__TASK TO CARRY OUT__
Give every line of the material again, exactly as written.
+-------+
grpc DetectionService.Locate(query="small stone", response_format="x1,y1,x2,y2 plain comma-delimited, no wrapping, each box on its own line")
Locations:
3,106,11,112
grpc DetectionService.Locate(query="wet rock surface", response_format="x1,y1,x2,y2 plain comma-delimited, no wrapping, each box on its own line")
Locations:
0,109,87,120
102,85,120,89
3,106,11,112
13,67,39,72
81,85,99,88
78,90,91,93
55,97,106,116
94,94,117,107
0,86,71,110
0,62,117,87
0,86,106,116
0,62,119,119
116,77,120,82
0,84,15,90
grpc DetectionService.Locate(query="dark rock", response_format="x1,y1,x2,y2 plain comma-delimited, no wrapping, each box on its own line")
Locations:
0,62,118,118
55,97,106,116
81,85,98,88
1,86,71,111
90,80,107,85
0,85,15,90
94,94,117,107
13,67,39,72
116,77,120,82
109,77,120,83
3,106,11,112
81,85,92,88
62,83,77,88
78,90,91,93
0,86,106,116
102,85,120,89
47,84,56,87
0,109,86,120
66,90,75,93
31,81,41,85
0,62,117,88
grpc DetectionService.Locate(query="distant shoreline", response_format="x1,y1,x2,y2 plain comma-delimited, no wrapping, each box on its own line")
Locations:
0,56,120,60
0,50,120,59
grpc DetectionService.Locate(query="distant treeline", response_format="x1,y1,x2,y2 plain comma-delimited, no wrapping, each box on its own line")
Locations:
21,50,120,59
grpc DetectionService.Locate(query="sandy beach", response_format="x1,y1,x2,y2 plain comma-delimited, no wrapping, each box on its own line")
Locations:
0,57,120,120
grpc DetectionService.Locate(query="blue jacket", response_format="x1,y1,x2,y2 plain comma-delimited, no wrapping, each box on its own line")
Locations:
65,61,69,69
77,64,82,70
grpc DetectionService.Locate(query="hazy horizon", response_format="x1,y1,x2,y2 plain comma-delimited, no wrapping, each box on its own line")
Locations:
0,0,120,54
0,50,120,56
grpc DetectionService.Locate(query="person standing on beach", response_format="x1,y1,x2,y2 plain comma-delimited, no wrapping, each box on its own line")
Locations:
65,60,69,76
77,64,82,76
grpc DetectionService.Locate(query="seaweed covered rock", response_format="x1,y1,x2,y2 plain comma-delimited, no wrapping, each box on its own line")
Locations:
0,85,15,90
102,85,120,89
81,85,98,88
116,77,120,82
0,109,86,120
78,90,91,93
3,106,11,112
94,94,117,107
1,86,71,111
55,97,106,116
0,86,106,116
+-------+
__ANSWER BOX__
grpc DetectionService.Locate(query="small stone", response_format="x1,y1,x2,y2 plain comma-delimited, no wrapping, each box on its own line")
Locations:
3,106,11,112
grpc DetectionService.Locate(query="wet rock surface", response_format="x1,y1,x2,y2 plain comma-delimited, no wrapping, each box on its own line")
Locations:
0,109,87,120
102,85,120,89
3,106,11,112
13,67,39,72
81,85,99,88
78,90,91,93
55,97,106,116
94,94,117,107
0,86,71,110
0,62,117,87
0,86,106,116
0,62,119,119
116,77,120,82
0,84,15,90
grpc DetectionService.Locate(query="dark rock", response_format="x1,y1,x2,y2 plain comma-delimited, no wrapping, each box on its own line")
Locations:
0,62,118,118
55,97,106,116
81,85,98,88
1,86,71,111
90,80,107,85
0,85,15,90
94,94,117,107
13,67,39,72
116,77,120,82
109,77,120,83
3,106,11,112
81,85,92,88
62,83,77,88
78,90,91,93
0,86,106,116
102,85,120,89
47,84,56,87
0,109,86,120
66,90,75,93
31,81,41,85
0,62,117,88
grpc DetectionService.Locate(query="distant shoreline", response_format="x1,y1,x2,y2 plain comma-delimited, no wrapping, each box on its own line")
Locations:
0,56,120,60
0,50,120,59
grpc DetectionService.Locate(query="distant treeline", response_format="x1,y1,x2,y2 plain comma-delimited, no wrapping, each box on its own line")
Locations:
21,50,120,59
grpc DetectionService.Locate(query="sandy beach", response_format="x1,y1,x2,y2 plain comma-delimited, no wrapping, each box on its own line")
Locations:
0,57,120,120
grpc DetectionService.Locate(query="blue jacket", response_format="x1,y1,x2,y2 plain comma-delimited, no wrapping, each box on its own line")
Locations:
65,61,69,69
77,64,82,70
grpc DetectionService.Locate(query="hazy horizon", response_format="x1,y1,x2,y2 plain comma-delimited, no wrapping, each box on its own line")
Locations:
0,0,120,54
0,50,120,56
grpc DetectionService.Locate(query="person standing on beach", response_format="x1,y1,x2,y2 plain comma-delimited, no wrapping, each box on its own line")
Locations:
65,60,69,76
77,64,82,76
grpc DetectionService.Locate(query="seaweed covered rock", response_format="x1,y1,x2,y2 plain comma-delimited, no wrapping, each box on its own line")
Locations:
0,85,15,90
102,85,120,89
81,85,98,88
116,77,120,82
0,109,86,120
78,90,91,93
3,106,11,112
94,94,117,107
1,86,71,111
55,97,106,116
0,86,106,116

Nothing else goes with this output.